= The request =
Retype all of the data below line for line, leaving out the pictures.

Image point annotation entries
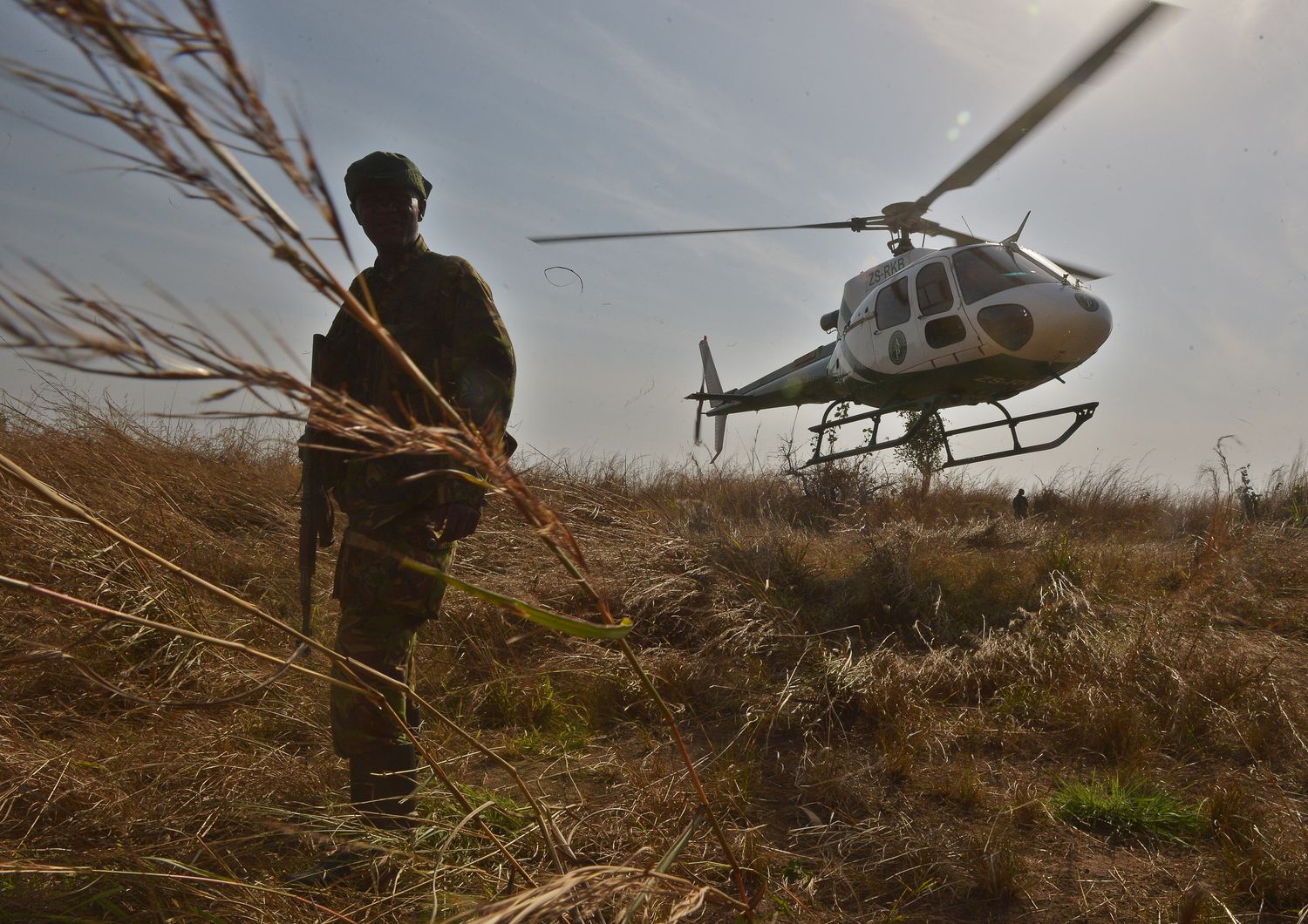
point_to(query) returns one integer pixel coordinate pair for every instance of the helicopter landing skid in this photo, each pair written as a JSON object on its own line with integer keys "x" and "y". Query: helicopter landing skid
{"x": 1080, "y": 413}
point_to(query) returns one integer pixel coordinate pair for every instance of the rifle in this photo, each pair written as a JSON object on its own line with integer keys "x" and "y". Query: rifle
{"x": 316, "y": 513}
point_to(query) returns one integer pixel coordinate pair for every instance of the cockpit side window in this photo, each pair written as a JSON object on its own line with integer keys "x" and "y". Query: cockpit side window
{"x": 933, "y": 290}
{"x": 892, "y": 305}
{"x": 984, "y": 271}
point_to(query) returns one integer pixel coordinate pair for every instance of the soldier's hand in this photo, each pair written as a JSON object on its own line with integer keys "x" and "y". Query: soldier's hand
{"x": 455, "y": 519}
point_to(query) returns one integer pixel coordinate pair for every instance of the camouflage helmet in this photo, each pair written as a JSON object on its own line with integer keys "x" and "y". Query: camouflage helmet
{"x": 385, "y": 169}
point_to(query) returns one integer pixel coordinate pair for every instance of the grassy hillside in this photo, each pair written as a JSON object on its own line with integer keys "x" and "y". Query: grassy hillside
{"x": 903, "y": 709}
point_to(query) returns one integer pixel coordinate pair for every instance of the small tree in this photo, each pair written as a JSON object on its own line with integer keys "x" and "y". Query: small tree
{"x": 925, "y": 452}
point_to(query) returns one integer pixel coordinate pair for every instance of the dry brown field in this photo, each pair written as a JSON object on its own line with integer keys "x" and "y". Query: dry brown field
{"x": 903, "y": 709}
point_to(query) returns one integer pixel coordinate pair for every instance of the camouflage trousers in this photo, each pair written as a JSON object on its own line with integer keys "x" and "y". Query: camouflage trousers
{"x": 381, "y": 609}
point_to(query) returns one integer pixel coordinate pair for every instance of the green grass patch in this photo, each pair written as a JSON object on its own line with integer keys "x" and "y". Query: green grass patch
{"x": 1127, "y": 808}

= Exercise response =
point_to(query) returns one integer pixel coordinate pair for every instance of the helicopter landing skid in this photo, each pair written as a JSON object on its own line with integer keys "x" and "y". Query: helicopter landing skid
{"x": 1080, "y": 413}
point_to(query) returns one integer pixel coordinate pair for every instance of the rifle in this photo, each pair written as a JSON object on its own line with integer keys "x" and "y". Query: rifle
{"x": 316, "y": 513}
point_to(query) returns one integer pixel coordinate pair for every instance of the cockpit side window in this photo, each pair written as a JSON object on its own line with integer keys "x" and "y". Query: cockpit side window
{"x": 933, "y": 290}
{"x": 892, "y": 305}
{"x": 984, "y": 271}
point_to(query) returns one integer pixel coordinate pair for every instance of the soldier's hand in this photo, each pair written as a JSON object on its own line with integer keys "x" and "y". Query: soldier's hand
{"x": 455, "y": 519}
point_to(query) returns one integer pixel coordinate pair for every instance of the camouflage helmet in this photo, each pair written as a JSON object on its own line with integer keys "x" and "y". Query: camouflage helmet
{"x": 385, "y": 169}
point_to(query) returns one integer pixel coordinate pair for every instance of the grassy hillside in this photo, each pair written as a JSON object on its own line with integer keys "x" and "y". Query: grassy hillside
{"x": 903, "y": 709}
point_to(query) returns one integer pixel coordinate pair for every instance of the small tree in this photo, each pair written as a JSON object on its own line with integer keys "x" and "y". Query: small tree
{"x": 925, "y": 452}
point_to(query) returns one integer pixel coordinate pair for every instance of the dry brown field in this photo, each pair written as a JSON object on its own line with integer keys "x" and "y". Query: dry brown field
{"x": 903, "y": 709}
point_to(query) returns one integer pixel coordinate pair for every instance of the camouflage trousers in this photo, each pair written as a JSON object on its own line with integer keys "x" and "y". Query: camouflage trousers
{"x": 381, "y": 609}
point_to(query) returns one integer pixel coordinate pair for every instance of the green grass patch in this photo, each pair written as a JSON object on its own line with integer keys "x" and "y". Query: green grass patch
{"x": 1127, "y": 808}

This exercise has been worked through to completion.